**Check your understanding**.
- A) The reading text about the Offset design conference names the topics the writer wished to discuss with fellow fashion students. List every one of them.
- B) Transcribe the part of the Offset conference text that starts with "For the second" and goes on through "thought like that.".

**Reading text**.
For the second time, I attended the annual design conference Offset in Dublin last weekend. In its twelfth year running Offset is a renowned 3 day design conference that hosts talks by the top visual designers in the design industry, not to mention that it is Dublin born and bred which just adds to its appeal! I must mention now that this piece is slightly biased as I absolutely adore Offset but I haven’t always thought like that.
In college, while I was completing my degree in Fashion Design, I was fortunate enough to share an apartment with 4 very talented graphic design students (one being my best friend). Some people may think of it as a disadvantage and I must agree there were times I wished I lived with other fashion heads who I could talk about seam lines, silhouettes and the cost of fabrics with! While I did feel like I straddled two completely separate worlds never really fitting in either the visual design or fashion design circle completely, I’ve recently come to realise that these years were the beginning of my love of digital design and fashion design. By pure osmosis, I soaked up random knowledge and random graphic design terms like widow and orphans, the all powerful Helvetica, the mysterious power of the Adobe apps or the incredible experience of attending Offset. Offset sounded like the Glastonbury of visual design. Be inspired by day, mingle and drink with design rock stars by night. My housemates repeatedly told me I’d love it but I - like most other fashion people - thought: it’s a lot of money to pay for something that isn’t my field…and it’s not like I’m super passionate about font design (I was also schooled recently in how wrong I am to use the word font it should be typeface!!). It wasn’t until I began teaching myself to use Illustrator for fashion tech drawings that I realised how interested I was in digital design of all types.

**Provided material**.
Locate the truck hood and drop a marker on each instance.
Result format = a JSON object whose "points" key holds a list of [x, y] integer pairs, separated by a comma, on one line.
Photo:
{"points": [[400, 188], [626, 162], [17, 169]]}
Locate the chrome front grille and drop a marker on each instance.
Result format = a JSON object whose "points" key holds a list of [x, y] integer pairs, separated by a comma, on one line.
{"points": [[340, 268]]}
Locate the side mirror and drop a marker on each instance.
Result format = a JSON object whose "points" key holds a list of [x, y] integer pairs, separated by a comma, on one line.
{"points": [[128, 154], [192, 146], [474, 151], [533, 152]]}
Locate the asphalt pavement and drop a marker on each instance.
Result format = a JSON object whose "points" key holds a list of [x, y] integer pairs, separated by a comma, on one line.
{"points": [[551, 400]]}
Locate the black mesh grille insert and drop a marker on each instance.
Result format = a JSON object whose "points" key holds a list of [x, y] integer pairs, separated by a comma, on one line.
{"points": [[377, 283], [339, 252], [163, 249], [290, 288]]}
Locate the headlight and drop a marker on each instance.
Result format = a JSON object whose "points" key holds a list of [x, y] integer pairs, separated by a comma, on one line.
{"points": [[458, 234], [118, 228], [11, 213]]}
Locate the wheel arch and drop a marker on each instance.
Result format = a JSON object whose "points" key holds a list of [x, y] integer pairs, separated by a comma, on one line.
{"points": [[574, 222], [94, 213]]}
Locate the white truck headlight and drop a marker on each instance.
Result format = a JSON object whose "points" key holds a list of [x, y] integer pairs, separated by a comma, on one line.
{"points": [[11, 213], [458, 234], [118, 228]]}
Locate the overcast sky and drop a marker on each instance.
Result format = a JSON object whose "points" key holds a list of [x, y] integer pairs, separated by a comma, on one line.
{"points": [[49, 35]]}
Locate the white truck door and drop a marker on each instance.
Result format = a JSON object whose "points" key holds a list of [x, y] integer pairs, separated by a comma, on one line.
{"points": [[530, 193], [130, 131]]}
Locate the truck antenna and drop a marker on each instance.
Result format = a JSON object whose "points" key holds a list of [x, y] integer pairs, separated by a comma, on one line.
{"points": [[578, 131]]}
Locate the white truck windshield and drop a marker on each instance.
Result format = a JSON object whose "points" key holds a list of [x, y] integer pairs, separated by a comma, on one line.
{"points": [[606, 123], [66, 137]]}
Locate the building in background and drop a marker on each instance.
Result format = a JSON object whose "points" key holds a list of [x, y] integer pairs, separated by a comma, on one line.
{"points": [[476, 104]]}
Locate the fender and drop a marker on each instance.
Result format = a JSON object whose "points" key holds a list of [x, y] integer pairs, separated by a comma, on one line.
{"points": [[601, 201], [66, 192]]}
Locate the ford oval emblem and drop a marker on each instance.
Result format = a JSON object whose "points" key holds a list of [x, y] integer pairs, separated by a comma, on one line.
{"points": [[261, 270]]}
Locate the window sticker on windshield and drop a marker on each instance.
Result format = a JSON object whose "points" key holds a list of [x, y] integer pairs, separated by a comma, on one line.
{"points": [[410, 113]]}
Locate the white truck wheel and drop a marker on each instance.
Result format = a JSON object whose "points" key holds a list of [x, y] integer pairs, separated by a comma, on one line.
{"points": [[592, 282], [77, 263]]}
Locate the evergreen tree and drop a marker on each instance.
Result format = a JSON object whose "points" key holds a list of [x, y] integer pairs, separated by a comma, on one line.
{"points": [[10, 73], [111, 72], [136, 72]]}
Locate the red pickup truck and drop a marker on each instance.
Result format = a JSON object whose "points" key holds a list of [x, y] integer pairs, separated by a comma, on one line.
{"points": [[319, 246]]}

**Results**.
- A)
- seam lines
- silhouettes
- the cost of fabrics

- B)
For the second time, I attended the annual design conference Offset in Dublin last weekend. In its twelfth year running Offset is a renowned 3 day design conference that hosts talks by the top visual designers in the design industry, not to mention that it is Dublin born and bred which just adds to its appeal! I must mention now that this piece is slightly biased as I absolutely adore Offset but I haven’t always thought like that.